Your instructions:
Recast every line of the rows below as a Markdown table with the columns "Number" and "Text," giving each line's number and its wording. Skip blank lines, and leave the pictures out of the answer.

Stored data:
--- Start ---

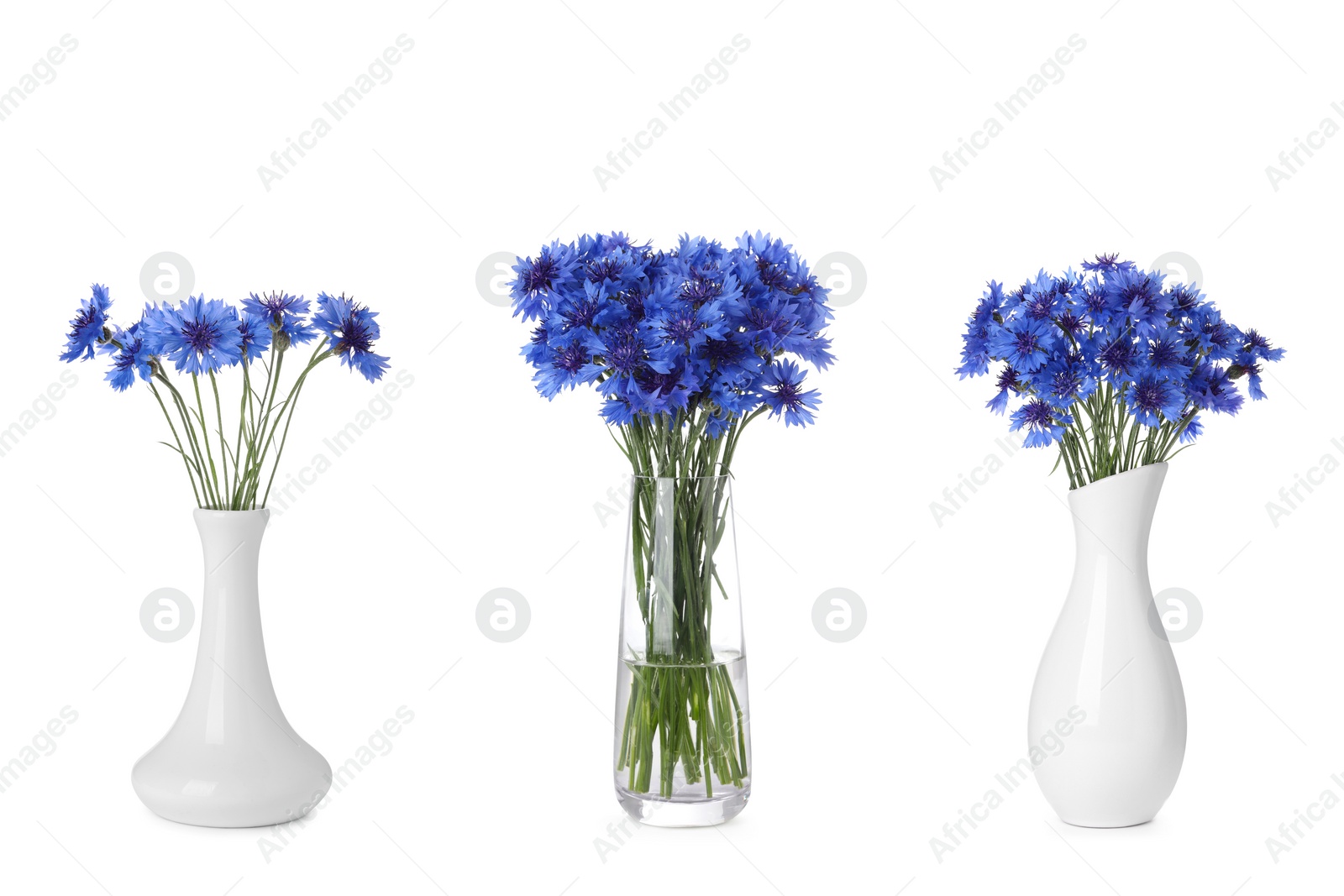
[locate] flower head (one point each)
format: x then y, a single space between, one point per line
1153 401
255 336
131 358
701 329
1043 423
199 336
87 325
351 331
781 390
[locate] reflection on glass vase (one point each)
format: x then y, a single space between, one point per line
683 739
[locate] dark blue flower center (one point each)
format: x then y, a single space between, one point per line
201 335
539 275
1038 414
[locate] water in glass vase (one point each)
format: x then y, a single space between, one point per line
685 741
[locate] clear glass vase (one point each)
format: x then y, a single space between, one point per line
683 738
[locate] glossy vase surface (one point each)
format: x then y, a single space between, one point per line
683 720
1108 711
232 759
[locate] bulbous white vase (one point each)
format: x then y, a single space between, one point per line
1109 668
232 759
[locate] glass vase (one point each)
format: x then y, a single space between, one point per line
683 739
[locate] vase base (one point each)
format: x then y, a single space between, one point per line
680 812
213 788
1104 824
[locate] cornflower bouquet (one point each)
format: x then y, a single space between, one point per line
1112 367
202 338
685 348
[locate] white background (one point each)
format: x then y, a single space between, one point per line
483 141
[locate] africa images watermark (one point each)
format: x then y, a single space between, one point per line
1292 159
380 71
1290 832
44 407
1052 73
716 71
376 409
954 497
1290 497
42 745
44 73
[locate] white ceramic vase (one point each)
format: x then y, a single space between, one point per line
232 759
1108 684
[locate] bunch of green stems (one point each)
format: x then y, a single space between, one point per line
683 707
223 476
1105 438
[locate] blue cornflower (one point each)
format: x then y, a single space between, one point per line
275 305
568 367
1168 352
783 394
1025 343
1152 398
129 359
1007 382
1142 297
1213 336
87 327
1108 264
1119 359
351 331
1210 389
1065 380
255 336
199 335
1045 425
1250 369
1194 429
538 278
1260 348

--- End ---

Finished answer:
| Number | Text |
|---|---|
| 1 | [locate] flower head (one point each) |
| 2 | format: x then y, a single space between, one point per line |
| 3 | 1153 401 |
| 4 | 255 336 |
| 5 | 131 358 |
| 6 | 701 329 |
| 7 | 1043 423 |
| 8 | 199 336 |
| 9 | 87 325 |
| 10 | 351 331 |
| 11 | 781 390 |
| 12 | [locate] reflection on glass vase (one point each) |
| 13 | format: x then y, a single space between, one point per line |
| 14 | 683 739 |
| 15 | [locate] dark blue flower center (one point each) |
| 16 | format: x then y, a single space between, one point per line |
| 17 | 201 335 |
| 18 | 539 275 |
| 19 | 1038 414 |
| 20 | [locate] water in glass vase (one point each) |
| 21 | format: x then y, a single space between, one point per line |
| 22 | 685 741 |
| 23 | [locate] clear glass vase (one point each) |
| 24 | format: x then y, a single space between, one point per line |
| 25 | 683 738 |
| 26 | [locate] glossy vase surface (one point each) |
| 27 | format: x then y, a single space between, one point per line |
| 28 | 683 720 |
| 29 | 1108 711 |
| 30 | 232 759 |
| 31 | [locate] bulbous white vase (one point each) |
| 32 | format: x then y, a single space between, one point per line |
| 33 | 1109 668 |
| 34 | 232 759 |
| 35 | [locate] glass vase (one point each) |
| 36 | format: x then y, a single space between, one point per line |
| 37 | 683 739 |
| 38 | [locate] vase base (one point each) |
| 39 | format: x then y, a single space between, one point per line |
| 40 | 680 812 |
| 41 | 213 788 |
| 42 | 1104 824 |
| 43 | [locate] cornflower bouquet (one point each) |
| 44 | format: x then y, a single space between, one point per line |
| 45 | 1112 367 |
| 46 | 202 338 |
| 47 | 685 348 |
| 48 | [locate] white background (one point each) |
| 49 | format: x then y, a single space between, one point per line |
| 50 | 483 141 |
| 51 | [locate] africa images watermark (one point each) |
| 52 | format: x then y, a single space between, one point per line |
| 53 | 1292 159 |
| 54 | 380 71 |
| 55 | 1290 832 |
| 56 | 44 407 |
| 57 | 1052 73 |
| 58 | 716 71 |
| 59 | 376 409 |
| 60 | 954 497 |
| 61 | 1290 497 |
| 62 | 42 745 |
| 63 | 44 73 |
| 64 | [locate] white ceramic vase (one point each) |
| 65 | format: x then y, a single space between, one point per line |
| 66 | 232 759 |
| 67 | 1108 684 |
| 68 | [locate] bunch of green stems (one point each) |
| 69 | format: x then y, a single space between, one point per line |
| 70 | 683 707 |
| 71 | 223 476 |
| 72 | 1105 438 |
| 73 | [locate] blue cornflower (one point each) |
| 74 | format: x then y, a single space between, one point per line |
| 75 | 275 305 |
| 76 | 568 367 |
| 77 | 1168 352 |
| 78 | 783 394 |
| 79 | 1025 343 |
| 80 | 1152 398 |
| 81 | 129 359 |
| 82 | 1007 382 |
| 83 | 1142 297 |
| 84 | 1213 336 |
| 85 | 87 327 |
| 86 | 1108 264 |
| 87 | 1119 359 |
| 88 | 351 331 |
| 89 | 1210 389 |
| 90 | 1065 380 |
| 91 | 255 336 |
| 92 | 199 335 |
| 93 | 1045 425 |
| 94 | 1250 369 |
| 95 | 1194 429 |
| 96 | 538 278 |
| 97 | 1260 348 |